#### DAFTAR TUGAS
**A.** Dalam kutipan cerita tentang pemuda dari Baringeng, apa yang menyebabkan hilangnya semua penyakit di kulit si pemuda?
**B.** Ketik ulang bagian kutipan cerita tentang pemuda dari Baringeng, mulai dari "Tibanya di wilayah" sampai dengan "anak Batara Guru.", tanpa mengubah apa pun.

#### KUTIPAN DOKUMEN

::::::::

Tetapi setibanya kembali di Baringeng, si pemuda tidak berani ikut karena penyakitnya. Selain itu, si pemuda menyampaikan jika dirinya keluar dari Baringeng maka tidak akan kembali menginjakkan kakinya lagi ke daerah tersebut. Para prajurit pun menyampaikan, apa pun permintaannya akan dikabulkan oleh Batara Guru. Akhirnya si pemuda pun ikut tanpa membawa apa pun selain raga dan pakaian yang melekat di tubuhnyanya.

Di tengah perjalanan, rombongan mereka bertemu dengan seekor kerbau balar (kulit dan bulu putih) sangat besar dan seolah hendak menyerang mereka. Para prajurit pun berhamburan dan meninggalkan si pemuda sendiri. Seiring berjalannya waktu, para prajurit kembali ke Tana Luwu. Tibanya di hadapan Batara Guru, mereka menyampaikan apa yang mereka hadapi. Batara Guru memerintahkan agar mereka harus kembali, sebab si pemuda itu tidak mati. Para prajurit pun kembali dan membawa tombak masing-masing.

Tibanya di wilayah terakhir mereka meninggalkan si pemuda, mereka tidak melihat ada tanda-tanda seseorang sudah dibunuh oleh hewan buas. Mereka pun mencari-cari, lalu salah satu dari mereka melihat rumah kecil dan satu orang lelaki gagah dan tampan di dalamnya. Para prajurit pun bertanya ke orang itu, tentang sosok yang dicarinya. Laki-laki itu pun menjawab bahwa itu adalah dirinya, semua penyakit di kulitnya hilang karena telah dijilat oleh kerbau balar itu.

Tanpa berbicara banyak lagi, mereka bergegas meninggalkan tempat tersebut. Sementara tombak para prajurit ditancapkan ke tanah. Di kemudian hari kayu tombak itu tumbuh dan saat ini dikenal dengan nama daerah Ale Pakkali’e (daerah di Kabupaten Wajo). Setibanya di Tanah Luwu, si pemuda langsung dinikahkan dengan anak Batara Guru.

::::::::

#### BAHAN YANG DISEDIAKAN

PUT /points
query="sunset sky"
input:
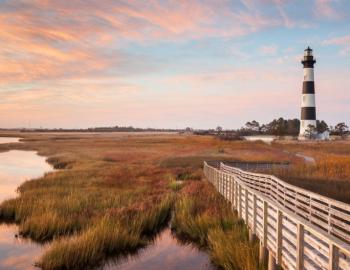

::::::::

#### HASIL PENGERJAAN
**A.** Semua penyakit di kulitnya hilang karena telah dijilat oleh kerbau balar.

**B.**
Tibanya di wilayah terakhir mereka meninggalkan si pemuda, mereka tidak melihat ada tanda-tanda seseorang sudah dibunuh oleh hewan buas. Mereka pun mencari-cari, lalu salah satu dari mereka melihat rumah kecil dan satu orang lelaki gagah dan tampan di dalamnya. Para prajurit pun bertanya ke orang itu, tentang sosok yang dicarinya. Laki-laki itu pun menjawab bahwa itu adalah dirinya, semua penyakit di kulitnya hilang karena telah dijilat oleh kerbau balar itu.

Tanpa berbicara banyak lagi, mereka bergegas meninggalkan tempat tersebut. Sementara tombak para prajurit ditancapkan ke tanah. Di kemudian hari kayu tombak itu tumbuh dan saat ini dikenal dengan nama daerah Ale Pakkali’e (daerah di Kabupaten Wajo). Setibanya di Tanah Luwu, si pemuda langsung dinikahkan dengan anak Batara Guru.